### EXERCISE
Rescale the material from its beginning through the line containing "[[197, 344], [233, 179]]", inclusive, and give only those lines. Reproduce the requests unchanged, and multiply every point coordinate in the answers by 2.6, rounding to the nearest whole number with halves rounded up.

════

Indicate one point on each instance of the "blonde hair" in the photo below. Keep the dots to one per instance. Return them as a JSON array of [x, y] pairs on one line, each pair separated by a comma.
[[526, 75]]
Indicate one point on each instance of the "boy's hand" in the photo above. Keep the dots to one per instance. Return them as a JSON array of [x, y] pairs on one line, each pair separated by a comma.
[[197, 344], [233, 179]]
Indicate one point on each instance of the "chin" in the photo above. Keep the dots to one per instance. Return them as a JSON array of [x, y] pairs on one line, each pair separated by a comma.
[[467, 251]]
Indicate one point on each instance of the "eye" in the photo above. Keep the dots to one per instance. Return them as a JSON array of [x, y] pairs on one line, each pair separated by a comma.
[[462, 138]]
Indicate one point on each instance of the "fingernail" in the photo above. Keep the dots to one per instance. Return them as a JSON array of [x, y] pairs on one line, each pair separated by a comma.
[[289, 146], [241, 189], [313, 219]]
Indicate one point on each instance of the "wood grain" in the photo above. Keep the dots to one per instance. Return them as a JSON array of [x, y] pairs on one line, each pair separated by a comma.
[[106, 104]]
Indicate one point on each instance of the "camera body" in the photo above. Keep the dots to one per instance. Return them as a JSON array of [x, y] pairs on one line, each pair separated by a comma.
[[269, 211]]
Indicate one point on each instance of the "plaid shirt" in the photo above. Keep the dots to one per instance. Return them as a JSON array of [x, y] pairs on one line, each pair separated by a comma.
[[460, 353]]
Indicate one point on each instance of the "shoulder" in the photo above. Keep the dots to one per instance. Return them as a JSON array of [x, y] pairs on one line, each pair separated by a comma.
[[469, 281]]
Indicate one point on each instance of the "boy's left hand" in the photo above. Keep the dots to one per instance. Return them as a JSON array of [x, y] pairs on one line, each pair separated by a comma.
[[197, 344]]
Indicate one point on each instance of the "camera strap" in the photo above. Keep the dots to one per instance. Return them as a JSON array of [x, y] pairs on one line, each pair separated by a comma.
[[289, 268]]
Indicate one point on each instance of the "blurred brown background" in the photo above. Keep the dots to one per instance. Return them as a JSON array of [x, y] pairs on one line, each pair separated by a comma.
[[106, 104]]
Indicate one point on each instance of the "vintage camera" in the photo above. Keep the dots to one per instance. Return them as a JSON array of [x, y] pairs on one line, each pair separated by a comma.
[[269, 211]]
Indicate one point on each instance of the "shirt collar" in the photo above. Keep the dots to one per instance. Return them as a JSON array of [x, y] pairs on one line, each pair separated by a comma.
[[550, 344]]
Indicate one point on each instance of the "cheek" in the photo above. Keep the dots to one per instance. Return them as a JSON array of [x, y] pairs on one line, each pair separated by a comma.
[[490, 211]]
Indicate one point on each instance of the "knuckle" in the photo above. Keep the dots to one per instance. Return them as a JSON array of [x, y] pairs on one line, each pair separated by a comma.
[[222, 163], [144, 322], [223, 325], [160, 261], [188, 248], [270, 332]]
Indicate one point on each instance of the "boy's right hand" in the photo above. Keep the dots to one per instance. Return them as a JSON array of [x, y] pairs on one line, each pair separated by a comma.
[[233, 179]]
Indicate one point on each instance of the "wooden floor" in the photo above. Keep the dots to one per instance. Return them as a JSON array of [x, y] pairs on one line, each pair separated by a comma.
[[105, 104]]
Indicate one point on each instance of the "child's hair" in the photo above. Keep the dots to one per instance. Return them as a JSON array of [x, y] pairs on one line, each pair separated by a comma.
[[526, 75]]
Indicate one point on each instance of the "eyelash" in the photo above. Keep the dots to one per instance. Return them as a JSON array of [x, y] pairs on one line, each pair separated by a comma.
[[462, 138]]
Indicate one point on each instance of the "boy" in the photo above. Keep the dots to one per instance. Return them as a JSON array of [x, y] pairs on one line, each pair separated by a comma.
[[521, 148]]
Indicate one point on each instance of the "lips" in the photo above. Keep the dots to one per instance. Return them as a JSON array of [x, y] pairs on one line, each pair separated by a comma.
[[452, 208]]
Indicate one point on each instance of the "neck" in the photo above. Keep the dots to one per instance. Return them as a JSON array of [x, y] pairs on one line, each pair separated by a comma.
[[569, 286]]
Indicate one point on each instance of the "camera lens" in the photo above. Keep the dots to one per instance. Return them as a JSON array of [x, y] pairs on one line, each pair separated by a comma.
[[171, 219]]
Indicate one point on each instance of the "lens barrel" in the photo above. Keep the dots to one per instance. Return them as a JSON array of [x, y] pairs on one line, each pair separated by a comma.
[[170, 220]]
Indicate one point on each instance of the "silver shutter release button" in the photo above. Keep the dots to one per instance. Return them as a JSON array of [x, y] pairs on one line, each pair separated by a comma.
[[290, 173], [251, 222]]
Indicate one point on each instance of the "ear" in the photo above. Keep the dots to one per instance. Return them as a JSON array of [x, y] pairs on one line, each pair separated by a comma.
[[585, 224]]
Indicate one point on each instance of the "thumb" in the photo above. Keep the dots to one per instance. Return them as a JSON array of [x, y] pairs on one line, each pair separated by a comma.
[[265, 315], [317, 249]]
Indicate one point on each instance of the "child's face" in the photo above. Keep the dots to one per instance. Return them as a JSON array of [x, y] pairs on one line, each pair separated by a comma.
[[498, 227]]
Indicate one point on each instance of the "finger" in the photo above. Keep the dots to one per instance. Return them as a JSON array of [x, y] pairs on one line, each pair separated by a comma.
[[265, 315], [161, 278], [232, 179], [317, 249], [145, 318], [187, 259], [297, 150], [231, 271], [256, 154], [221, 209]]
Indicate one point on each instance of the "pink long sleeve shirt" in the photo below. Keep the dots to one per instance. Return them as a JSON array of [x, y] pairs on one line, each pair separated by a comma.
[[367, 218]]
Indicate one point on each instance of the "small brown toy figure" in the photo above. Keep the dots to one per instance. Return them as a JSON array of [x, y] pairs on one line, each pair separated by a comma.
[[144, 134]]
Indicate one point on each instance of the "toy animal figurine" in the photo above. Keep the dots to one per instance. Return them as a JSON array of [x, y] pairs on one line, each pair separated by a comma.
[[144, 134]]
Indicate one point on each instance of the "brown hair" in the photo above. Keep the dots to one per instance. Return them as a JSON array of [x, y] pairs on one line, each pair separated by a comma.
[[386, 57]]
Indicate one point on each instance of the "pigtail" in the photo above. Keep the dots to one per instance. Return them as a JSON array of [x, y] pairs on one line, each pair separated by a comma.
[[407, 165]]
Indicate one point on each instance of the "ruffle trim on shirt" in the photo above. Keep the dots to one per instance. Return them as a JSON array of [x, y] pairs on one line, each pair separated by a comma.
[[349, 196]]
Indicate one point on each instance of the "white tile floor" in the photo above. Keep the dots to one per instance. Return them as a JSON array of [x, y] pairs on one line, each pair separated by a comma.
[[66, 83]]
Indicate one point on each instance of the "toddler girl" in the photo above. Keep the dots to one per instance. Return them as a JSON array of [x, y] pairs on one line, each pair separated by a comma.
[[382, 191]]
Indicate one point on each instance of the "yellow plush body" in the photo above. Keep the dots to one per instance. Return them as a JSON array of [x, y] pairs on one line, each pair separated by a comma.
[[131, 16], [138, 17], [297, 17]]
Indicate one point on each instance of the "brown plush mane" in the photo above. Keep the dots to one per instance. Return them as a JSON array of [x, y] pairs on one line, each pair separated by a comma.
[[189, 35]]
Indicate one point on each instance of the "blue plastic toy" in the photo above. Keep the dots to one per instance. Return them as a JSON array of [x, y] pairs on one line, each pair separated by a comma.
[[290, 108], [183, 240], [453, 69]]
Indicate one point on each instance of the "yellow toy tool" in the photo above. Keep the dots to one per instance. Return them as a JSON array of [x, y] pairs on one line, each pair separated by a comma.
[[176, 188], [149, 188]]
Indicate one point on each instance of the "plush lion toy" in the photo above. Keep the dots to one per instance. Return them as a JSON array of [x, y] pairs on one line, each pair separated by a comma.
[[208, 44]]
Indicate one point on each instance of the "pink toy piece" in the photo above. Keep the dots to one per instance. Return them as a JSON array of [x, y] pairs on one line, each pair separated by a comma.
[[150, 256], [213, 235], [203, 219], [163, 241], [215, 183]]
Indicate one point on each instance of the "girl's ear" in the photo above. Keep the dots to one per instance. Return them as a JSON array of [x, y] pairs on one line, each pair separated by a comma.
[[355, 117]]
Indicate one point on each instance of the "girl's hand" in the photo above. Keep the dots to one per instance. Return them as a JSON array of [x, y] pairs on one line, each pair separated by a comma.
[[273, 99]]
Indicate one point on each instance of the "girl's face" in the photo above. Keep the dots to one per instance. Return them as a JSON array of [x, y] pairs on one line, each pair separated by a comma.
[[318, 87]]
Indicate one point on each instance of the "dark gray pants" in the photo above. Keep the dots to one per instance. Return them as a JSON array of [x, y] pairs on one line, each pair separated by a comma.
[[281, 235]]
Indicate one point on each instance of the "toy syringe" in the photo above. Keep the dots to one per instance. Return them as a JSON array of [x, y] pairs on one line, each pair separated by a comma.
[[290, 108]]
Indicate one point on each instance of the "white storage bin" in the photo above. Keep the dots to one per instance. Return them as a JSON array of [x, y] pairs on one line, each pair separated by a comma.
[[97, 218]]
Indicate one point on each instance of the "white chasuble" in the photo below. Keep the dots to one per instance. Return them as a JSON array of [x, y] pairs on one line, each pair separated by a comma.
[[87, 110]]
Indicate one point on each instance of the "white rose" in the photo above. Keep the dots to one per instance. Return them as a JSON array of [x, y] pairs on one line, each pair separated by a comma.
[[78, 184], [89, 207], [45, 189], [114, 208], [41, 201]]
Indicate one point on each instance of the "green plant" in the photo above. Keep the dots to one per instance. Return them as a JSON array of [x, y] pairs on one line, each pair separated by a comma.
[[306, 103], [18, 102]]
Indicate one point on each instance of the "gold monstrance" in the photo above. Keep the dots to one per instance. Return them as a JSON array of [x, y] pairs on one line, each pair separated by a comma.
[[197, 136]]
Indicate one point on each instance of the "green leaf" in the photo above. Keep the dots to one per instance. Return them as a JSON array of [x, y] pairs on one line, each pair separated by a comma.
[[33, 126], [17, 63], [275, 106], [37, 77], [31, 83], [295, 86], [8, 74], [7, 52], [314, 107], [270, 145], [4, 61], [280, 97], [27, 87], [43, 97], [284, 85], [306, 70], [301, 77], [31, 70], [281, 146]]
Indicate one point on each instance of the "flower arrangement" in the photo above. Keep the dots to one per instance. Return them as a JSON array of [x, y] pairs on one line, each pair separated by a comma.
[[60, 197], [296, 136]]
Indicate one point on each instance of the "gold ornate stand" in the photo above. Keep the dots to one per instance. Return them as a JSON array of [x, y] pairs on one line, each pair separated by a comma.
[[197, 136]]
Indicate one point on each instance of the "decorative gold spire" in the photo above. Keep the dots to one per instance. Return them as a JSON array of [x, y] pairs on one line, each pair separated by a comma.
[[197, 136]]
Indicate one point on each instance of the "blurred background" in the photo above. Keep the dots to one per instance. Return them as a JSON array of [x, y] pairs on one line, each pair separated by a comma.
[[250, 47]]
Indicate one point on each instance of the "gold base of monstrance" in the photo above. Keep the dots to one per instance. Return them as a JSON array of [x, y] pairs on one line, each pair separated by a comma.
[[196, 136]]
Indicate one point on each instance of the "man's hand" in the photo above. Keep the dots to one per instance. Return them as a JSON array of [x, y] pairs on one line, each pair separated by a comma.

════

### REPLY
Indicate one point on each instance of the "blonde hair" in the photo below. Keep the dots to one per instance. Return them as a JSON array of [x, y] pairs on one line, each pair separated by a comma.
[[1368, 195]]
Indicate one point on each instance of the "boy's hand" in the photo above. Keep the dots to one per instance. Return them as a JSON array of [x, y] pairs on one line, each pair separated by a comma.
[[512, 894], [606, 465]]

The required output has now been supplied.